● **Task instructions**: Please rewrite each of the entries below, replacing "muddy shoreline" with "sandy beach" everywhere it occurs and leaving everything else unchanged.

● **Records supplied**:
-=-=-=-=-

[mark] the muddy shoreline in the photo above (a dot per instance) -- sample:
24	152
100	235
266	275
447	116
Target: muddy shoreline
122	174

-=-=-=-=-

● **Solved exercise**:
[mark] the sandy beach in the photo above (a dot per instance) -- sample:
24	152
100	235
266	275
447	116
Target: sandy beach
122	174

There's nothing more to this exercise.